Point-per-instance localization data
Start of Block

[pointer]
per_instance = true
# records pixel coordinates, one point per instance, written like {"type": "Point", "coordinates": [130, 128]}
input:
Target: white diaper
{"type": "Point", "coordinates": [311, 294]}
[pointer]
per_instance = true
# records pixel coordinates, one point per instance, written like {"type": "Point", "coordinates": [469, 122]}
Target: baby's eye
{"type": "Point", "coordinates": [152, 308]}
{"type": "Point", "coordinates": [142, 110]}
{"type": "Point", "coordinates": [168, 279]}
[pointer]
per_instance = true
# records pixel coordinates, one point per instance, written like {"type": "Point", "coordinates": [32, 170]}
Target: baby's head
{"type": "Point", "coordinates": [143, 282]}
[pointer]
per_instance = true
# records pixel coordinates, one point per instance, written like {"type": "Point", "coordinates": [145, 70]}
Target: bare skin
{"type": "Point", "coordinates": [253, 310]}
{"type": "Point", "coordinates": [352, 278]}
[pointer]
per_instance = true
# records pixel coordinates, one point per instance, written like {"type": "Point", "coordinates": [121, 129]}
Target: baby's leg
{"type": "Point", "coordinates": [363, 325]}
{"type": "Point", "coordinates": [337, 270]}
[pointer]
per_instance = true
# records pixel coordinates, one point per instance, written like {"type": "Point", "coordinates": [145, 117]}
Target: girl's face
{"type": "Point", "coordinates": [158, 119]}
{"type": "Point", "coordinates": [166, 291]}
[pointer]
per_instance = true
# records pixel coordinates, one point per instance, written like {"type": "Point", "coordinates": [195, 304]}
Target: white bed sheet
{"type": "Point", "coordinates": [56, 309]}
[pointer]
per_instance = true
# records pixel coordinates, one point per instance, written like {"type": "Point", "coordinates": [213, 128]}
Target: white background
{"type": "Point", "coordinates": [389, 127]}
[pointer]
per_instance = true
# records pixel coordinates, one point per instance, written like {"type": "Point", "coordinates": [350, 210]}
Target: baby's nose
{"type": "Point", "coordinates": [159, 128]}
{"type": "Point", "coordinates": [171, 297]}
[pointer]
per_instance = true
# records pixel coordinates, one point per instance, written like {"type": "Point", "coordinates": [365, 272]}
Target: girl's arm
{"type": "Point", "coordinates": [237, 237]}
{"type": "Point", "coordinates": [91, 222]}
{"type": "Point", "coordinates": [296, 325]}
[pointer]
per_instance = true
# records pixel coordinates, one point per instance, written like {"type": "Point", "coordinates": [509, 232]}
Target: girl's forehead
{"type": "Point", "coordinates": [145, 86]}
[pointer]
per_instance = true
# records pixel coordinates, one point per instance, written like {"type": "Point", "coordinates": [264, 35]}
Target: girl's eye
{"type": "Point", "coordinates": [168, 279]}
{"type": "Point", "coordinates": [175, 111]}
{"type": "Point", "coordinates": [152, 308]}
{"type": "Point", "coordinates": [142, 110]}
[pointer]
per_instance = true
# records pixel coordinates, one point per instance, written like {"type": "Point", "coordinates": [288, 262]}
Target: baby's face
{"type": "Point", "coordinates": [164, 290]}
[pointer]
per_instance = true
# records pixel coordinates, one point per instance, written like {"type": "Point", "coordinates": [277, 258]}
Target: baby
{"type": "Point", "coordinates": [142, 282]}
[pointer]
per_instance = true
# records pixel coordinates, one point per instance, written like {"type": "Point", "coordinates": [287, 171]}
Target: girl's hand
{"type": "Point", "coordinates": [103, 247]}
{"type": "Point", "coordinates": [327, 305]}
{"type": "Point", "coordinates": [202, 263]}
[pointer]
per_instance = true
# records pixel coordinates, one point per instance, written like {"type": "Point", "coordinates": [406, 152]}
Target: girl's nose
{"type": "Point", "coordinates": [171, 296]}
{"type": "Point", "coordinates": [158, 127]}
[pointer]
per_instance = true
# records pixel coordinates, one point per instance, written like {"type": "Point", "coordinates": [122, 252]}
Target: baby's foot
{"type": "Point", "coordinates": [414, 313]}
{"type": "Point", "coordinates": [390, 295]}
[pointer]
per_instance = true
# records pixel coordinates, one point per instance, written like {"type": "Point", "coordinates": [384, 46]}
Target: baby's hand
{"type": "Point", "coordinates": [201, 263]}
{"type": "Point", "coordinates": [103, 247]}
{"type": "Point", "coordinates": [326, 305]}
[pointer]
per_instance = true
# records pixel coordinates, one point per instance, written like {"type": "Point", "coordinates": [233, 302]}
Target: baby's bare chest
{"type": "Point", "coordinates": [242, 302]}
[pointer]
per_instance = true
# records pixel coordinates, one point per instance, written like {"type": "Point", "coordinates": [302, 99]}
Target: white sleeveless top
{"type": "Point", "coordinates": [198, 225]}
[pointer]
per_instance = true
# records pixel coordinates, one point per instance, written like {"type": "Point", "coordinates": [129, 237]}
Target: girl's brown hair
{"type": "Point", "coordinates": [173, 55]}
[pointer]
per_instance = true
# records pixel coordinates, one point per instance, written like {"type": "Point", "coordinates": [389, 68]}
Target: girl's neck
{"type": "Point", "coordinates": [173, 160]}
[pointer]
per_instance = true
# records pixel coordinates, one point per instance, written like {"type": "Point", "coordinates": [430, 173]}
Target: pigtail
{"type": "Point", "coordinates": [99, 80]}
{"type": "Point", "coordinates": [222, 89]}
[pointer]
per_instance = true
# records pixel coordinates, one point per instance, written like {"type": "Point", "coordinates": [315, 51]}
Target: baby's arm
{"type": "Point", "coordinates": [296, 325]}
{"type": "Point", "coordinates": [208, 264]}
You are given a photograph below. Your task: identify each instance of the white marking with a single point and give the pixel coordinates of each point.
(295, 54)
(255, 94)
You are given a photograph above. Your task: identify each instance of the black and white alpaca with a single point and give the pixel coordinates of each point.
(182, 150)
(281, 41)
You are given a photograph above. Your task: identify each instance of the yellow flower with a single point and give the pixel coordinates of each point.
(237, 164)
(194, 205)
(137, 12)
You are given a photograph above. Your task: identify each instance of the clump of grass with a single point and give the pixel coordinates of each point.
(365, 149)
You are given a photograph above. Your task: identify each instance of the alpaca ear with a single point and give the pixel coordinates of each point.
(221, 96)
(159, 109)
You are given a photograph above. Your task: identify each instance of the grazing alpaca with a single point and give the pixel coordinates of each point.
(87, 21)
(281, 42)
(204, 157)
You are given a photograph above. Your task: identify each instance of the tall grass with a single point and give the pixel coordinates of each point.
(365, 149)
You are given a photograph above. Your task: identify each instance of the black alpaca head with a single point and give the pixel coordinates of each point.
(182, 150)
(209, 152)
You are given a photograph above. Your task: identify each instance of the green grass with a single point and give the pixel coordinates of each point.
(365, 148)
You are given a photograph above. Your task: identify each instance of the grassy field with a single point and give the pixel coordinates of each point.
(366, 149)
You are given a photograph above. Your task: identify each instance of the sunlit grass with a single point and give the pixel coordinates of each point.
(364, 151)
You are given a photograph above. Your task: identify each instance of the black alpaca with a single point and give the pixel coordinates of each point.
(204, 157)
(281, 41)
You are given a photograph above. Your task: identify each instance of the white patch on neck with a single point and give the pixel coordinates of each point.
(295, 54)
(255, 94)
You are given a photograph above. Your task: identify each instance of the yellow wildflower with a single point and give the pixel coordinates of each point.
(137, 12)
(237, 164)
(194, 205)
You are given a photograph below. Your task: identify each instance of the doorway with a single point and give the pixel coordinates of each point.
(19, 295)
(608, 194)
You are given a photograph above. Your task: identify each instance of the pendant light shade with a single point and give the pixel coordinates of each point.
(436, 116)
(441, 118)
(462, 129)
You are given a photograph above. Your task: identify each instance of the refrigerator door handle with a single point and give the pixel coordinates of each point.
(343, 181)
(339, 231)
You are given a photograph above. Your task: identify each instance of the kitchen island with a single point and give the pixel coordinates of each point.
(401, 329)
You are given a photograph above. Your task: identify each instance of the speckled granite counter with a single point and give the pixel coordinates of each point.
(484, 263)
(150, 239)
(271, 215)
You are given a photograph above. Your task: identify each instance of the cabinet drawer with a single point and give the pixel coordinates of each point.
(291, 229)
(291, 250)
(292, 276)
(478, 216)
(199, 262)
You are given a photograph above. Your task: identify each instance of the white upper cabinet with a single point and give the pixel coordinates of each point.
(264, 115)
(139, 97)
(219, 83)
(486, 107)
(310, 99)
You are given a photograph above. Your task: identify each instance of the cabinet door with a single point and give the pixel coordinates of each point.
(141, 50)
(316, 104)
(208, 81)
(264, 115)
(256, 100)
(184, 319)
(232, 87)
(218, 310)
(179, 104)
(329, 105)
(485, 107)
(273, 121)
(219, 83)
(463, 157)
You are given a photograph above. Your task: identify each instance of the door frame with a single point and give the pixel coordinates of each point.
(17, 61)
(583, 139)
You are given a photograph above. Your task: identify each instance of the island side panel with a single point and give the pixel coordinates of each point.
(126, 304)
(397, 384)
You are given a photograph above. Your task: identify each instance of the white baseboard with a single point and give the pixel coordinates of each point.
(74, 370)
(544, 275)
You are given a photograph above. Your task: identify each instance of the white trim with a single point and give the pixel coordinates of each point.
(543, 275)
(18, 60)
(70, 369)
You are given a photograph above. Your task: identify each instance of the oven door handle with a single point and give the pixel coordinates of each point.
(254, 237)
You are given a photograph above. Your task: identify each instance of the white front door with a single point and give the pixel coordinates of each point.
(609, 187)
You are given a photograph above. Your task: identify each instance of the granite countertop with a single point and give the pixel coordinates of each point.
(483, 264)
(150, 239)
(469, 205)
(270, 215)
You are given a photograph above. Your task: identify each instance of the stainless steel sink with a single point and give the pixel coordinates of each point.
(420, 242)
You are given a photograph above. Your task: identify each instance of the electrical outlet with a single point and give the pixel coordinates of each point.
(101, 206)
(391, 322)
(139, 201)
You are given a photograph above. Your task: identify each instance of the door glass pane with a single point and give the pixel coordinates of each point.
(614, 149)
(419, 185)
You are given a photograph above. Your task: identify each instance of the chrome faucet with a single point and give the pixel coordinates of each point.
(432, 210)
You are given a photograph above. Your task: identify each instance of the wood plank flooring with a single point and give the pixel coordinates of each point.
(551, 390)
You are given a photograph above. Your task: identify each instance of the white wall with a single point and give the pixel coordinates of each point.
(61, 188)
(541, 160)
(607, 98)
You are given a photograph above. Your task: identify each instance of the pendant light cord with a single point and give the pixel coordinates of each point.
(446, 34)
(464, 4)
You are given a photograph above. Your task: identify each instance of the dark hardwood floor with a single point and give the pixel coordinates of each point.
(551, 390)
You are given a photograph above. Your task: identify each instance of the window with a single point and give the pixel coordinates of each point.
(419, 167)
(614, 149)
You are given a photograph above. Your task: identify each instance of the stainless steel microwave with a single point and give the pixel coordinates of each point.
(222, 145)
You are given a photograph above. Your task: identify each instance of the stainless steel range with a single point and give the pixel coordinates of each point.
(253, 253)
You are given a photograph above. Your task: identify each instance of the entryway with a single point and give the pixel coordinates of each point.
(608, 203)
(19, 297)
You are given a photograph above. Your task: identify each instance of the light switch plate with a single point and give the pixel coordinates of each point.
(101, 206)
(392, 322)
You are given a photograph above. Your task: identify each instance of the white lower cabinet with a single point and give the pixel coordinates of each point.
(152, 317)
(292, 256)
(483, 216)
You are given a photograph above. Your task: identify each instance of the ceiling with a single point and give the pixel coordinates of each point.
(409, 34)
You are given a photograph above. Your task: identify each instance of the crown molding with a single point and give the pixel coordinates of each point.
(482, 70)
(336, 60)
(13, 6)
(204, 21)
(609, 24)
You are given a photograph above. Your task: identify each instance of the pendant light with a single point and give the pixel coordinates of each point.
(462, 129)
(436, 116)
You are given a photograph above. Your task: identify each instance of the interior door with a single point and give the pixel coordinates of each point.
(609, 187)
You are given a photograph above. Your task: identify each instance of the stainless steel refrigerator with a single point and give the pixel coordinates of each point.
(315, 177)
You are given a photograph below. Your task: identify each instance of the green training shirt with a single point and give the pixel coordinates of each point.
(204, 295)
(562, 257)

End of Block

:: Work to complete ::
This exercise asks for the line with "stainless steel refrigerator" and all lines after it through the end of the records above, retyped exactly and with nothing else.

:: Solution to this task ::
You are given a photograph above. Your task: identify each instance of the stainless steel refrigerator with a single point and give the pixel coordinates of each point.
(315, 177)
You are given a photograph below. Your task: identify each instance of the green training shirt with a single point and give the pixel coordinates of each point.
(204, 295)
(562, 257)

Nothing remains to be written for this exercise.